» Task item:
Search the records for the word "inside" and pick out every line that has it.

══ Given data ══

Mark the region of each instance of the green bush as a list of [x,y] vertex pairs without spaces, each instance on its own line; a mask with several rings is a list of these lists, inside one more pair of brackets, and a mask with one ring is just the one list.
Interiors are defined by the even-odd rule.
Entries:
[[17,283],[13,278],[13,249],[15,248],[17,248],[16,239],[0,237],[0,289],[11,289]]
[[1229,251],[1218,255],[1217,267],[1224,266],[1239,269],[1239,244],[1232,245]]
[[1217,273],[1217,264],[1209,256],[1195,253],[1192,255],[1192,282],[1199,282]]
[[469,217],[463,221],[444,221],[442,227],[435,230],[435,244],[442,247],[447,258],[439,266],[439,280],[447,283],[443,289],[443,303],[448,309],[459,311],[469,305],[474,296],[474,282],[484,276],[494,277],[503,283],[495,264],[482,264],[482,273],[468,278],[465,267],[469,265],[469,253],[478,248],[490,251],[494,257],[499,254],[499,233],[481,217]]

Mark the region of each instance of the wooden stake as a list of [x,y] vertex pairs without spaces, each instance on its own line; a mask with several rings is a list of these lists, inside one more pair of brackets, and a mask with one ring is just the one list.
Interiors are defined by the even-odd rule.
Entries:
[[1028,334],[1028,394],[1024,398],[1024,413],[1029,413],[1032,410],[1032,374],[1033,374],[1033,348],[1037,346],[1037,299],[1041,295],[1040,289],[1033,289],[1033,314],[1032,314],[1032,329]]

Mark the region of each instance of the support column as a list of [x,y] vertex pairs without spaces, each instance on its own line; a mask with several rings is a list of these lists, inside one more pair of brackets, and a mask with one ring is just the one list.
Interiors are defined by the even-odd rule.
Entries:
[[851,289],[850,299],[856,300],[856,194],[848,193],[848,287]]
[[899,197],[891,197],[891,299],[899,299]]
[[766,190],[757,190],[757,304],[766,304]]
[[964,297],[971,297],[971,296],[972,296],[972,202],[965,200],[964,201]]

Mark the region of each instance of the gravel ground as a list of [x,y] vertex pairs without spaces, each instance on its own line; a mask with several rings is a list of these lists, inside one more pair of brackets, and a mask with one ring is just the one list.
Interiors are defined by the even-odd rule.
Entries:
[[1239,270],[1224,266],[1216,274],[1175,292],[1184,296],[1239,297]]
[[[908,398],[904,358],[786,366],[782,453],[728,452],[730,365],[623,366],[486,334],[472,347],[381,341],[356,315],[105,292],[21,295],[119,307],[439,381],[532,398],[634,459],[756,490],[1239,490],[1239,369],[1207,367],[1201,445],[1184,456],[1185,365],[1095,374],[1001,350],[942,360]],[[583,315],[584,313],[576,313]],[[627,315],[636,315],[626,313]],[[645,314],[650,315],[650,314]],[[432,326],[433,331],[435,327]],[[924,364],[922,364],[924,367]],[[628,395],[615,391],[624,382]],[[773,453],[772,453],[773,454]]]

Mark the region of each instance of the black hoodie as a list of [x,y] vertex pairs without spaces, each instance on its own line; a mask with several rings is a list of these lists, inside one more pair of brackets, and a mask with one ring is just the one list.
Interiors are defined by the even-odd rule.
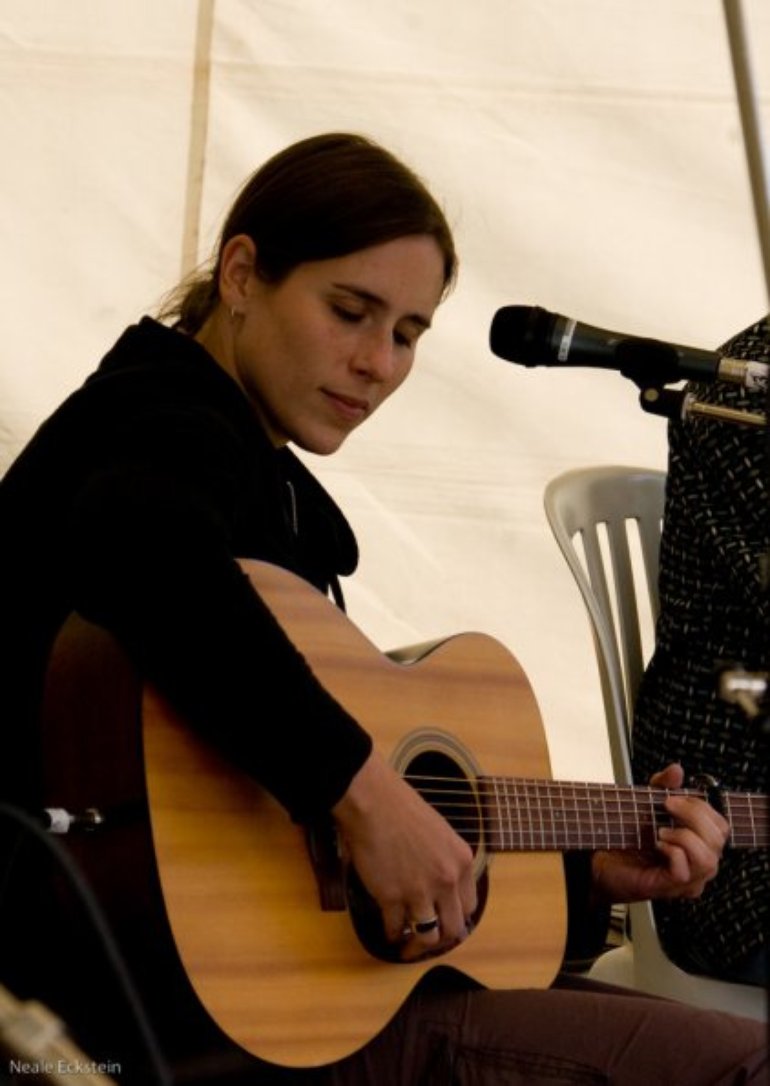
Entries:
[[273,562],[338,594],[337,576],[357,564],[355,539],[197,342],[149,318],[121,336],[7,472],[0,541],[13,633],[6,798],[37,802],[38,702],[71,611],[115,634],[295,818],[342,796],[370,739],[315,681],[236,559]]

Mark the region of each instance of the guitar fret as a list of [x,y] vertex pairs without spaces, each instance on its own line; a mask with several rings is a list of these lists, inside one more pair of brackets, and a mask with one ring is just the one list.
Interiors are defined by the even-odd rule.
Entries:
[[[633,799],[633,803],[634,803],[634,821],[635,821],[635,825],[636,825],[636,839],[637,839],[637,841],[641,841],[642,840],[642,822],[641,822],[640,817],[639,817],[639,801],[638,801],[638,797],[636,795],[636,792],[631,793],[631,798]],[[644,798],[646,799],[647,806],[649,807],[650,818],[653,818],[654,814],[655,814],[655,809],[654,809],[653,803],[652,803],[652,796],[651,795],[646,795]]]
[[532,804],[530,803],[529,790],[526,786],[524,789],[524,807],[526,810],[526,822],[529,828],[529,847],[533,849],[535,847],[535,838],[532,829]]
[[[602,789],[602,790],[601,790],[601,791],[599,792],[599,796],[600,796],[600,798],[601,798],[601,803],[602,803],[602,814],[603,814],[603,816],[604,816],[604,826],[605,826],[605,830],[606,830],[606,832],[607,832],[607,836],[609,837],[609,825],[610,825],[610,820],[609,820],[609,815],[608,815],[608,812],[607,812],[607,798],[606,798],[606,793],[604,792],[604,790],[603,790],[603,789]],[[606,847],[606,845],[605,845],[605,847]]]
[[[574,792],[574,789],[572,789],[572,791]],[[570,835],[574,832],[571,817],[573,814],[573,809],[569,807],[569,793],[570,785],[560,784],[559,797],[561,799],[561,811],[559,812],[559,830],[561,832],[561,837],[564,841],[569,841]]]
[[510,847],[513,848],[515,843],[514,821],[512,818],[512,814],[510,814],[510,785],[507,783],[505,784],[505,812],[507,814],[508,820],[508,841],[510,843]]
[[[562,842],[569,840],[571,832],[569,785],[564,786],[559,783],[557,788],[549,791],[549,796],[551,799],[550,817],[552,837],[558,845],[561,845]],[[557,799],[556,804],[554,804],[554,796],[556,796]]]
[[[506,786],[505,782],[502,782],[502,783],[503,783],[503,795],[505,796],[505,813],[506,813],[506,816],[507,816],[506,817],[506,825],[508,826],[508,847],[512,849],[514,847],[514,840],[513,840],[513,820],[511,819],[510,793],[509,793],[508,787]],[[505,840],[505,834],[504,833],[502,834],[502,839]]]
[[617,816],[617,826],[618,826],[618,840],[622,841],[623,840],[623,825],[624,825],[623,796],[626,793],[626,789],[623,788],[620,785],[615,785],[614,792],[615,792],[615,813],[616,813],[616,816]]
[[[506,847],[506,845],[505,845],[505,840],[506,840],[505,834],[506,834],[506,825],[507,825],[508,833],[510,835],[510,841],[509,841],[509,844],[508,844],[507,847],[511,848],[513,850],[514,849],[513,827],[510,825],[510,820],[511,820],[510,801],[509,801],[508,795],[507,795],[509,785],[508,785],[508,782],[504,778],[495,777],[493,779],[494,779],[495,799],[496,799],[497,808],[498,808],[497,809],[497,825],[498,825],[498,831],[497,832],[498,832],[498,841],[500,842],[499,847],[502,847],[502,848]],[[503,803],[505,803],[505,817],[504,817],[504,811],[503,811]]]
[[526,788],[513,789],[516,796],[516,810],[519,817],[519,848],[530,850],[532,848],[532,818],[529,807],[529,796]]
[[[538,843],[539,843],[540,848],[544,848],[545,844],[546,844],[545,818],[544,818],[544,814],[543,814],[543,804],[542,804],[542,796],[543,796],[544,791],[545,790],[535,789],[535,800],[536,800],[535,812],[536,812],[536,815],[537,815],[537,827],[538,827],[538,833],[539,833]],[[551,843],[551,842],[549,841],[549,843]]]
[[604,789],[587,785],[586,791],[589,801],[588,810],[591,817],[591,846],[592,848],[609,848],[611,846],[612,830],[607,814]]
[[[546,843],[553,842],[553,805],[551,803],[552,789],[544,789],[538,796],[538,814],[540,816],[540,842],[543,847]],[[550,833],[546,835],[546,830]]]
[[[486,842],[487,846],[494,852],[502,851],[503,840],[503,825],[500,809],[500,788],[497,777],[488,777],[487,782],[492,787],[494,793],[494,803],[483,804],[483,825],[486,828]],[[481,782],[483,785],[483,781]],[[483,789],[479,798],[483,800]],[[490,810],[491,808],[491,810]]]
[[[647,794],[648,815],[647,815],[646,819],[640,819],[638,817],[639,806],[638,806],[638,803],[637,803],[637,793],[634,792],[633,796],[634,796],[634,807],[635,807],[636,812],[637,812],[636,839],[637,839],[637,842],[639,844],[639,847],[642,848],[647,843],[649,843],[651,845],[654,844],[655,838],[657,836],[657,833],[656,833],[657,819],[655,818],[655,794],[653,792],[649,792]],[[650,836],[650,832],[649,832],[650,829],[652,830],[651,840],[646,840]]]
[[[558,810],[558,824],[554,825],[554,838],[559,844],[570,841],[572,834],[574,833],[574,819],[573,808],[569,804],[569,782],[562,784],[559,782],[559,807]],[[552,818],[556,818],[553,804],[551,805]]]
[[576,823],[575,823],[576,830],[577,830],[577,842],[576,843],[577,843],[578,848],[582,848],[583,847],[583,823],[582,823],[582,821],[580,820],[580,817],[579,817],[580,801],[579,801],[578,795],[577,795],[577,785],[572,786],[572,798],[573,798],[573,802],[575,804],[575,815],[576,815]]
[[759,848],[770,843],[766,797],[752,792],[727,792],[722,798],[733,847]]
[[521,827],[524,824],[524,820],[522,818],[522,813],[521,813],[521,800],[519,798],[519,790],[518,790],[518,788],[513,789],[513,794],[514,794],[514,797],[516,799],[516,815],[517,815],[517,823],[516,824],[519,826],[519,848],[523,849],[524,848],[524,840],[523,840],[523,837],[522,837]]
[[[754,812],[752,811],[751,807],[749,807],[749,820],[751,822],[751,828],[752,828],[752,831],[753,831],[753,829],[754,829]],[[756,835],[754,835],[752,839],[756,840]]]
[[737,835],[737,827],[735,822],[735,813],[733,811],[732,798],[729,795],[723,797],[722,805],[724,808],[725,816],[730,823],[730,838],[729,842],[732,843]]

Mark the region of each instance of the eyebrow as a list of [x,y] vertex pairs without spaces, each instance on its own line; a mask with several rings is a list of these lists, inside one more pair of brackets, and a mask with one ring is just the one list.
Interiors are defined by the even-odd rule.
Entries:
[[[333,283],[337,290],[345,290],[349,294],[352,294],[356,298],[360,298],[362,302],[369,302],[370,305],[377,306],[379,309],[386,308],[386,302],[384,298],[381,298],[379,294],[374,294],[370,290],[364,290],[363,287],[355,287],[350,283]],[[431,322],[427,317],[424,317],[422,313],[406,313],[403,320],[411,321],[412,324],[416,324],[419,328],[423,328],[426,331],[431,327]]]

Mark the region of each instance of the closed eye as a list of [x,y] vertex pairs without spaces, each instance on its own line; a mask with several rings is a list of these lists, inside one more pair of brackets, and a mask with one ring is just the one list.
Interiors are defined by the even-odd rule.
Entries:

═══

» Task answer:
Mark the region of each instance of the green bush as a list of [x,y] vertex pairs without spaces, each instance on its own line; a mask with several rings is a list of these lists, inside one more pair of brackets, and a mask with one ring is just the one list.
Mark the region of each instance of the wooden stake as a list of [x,y] vertex pairs without spaces, each instance on its own line; a mask with several rings is a list of these lists, inside one more pair of brackets, and a mask with one ring is just the one list.
Mark the region of each instance of the support column as a list of [x,y] vertex pairs without spaces, each instance on its own line; a mask with several rings is a list of these lists, inside one more pair of brackets, and a mask with one ring is just the one list.
Mark the region of each instance of the gravel ground as a list of [x,y] vertex pairs without spaces, each instance on its own line; a mask with several rings is a list of these lists, inside one more pair of brackets, and a mask with one ring is just the one list.
Mark the region of each instance of the black hoodie as a list of [x,y] vertex pairs without spaces, each instance on its own line; a mask with several rings is a list of these lists, inside one more pair of brackets, and a mask with one ring is just the one list.
Mark the region of each instance of the guitar fret as a list of [x,y] vertex pairs without spaces, each instance on its own line; a mask with several rings is a list of these lists, inside one more pair of brackets, and a mask with one ring is just the one list.
Mark the region of each instance of the eyebrow as a list of [x,y] vertex pairs without spaces, each instance on its own line; a mask with several rings is a list of these lists, inside one more pair of brackets, and a mask with one ring is just the one list.
Mark the region of each instance of the closed eye as a list of [x,y] vertex pairs without spaces, each instance on its own line; a mask with several rings is a list of these lists, inside one more pair of brackets, and a mask with one ring is just the one list.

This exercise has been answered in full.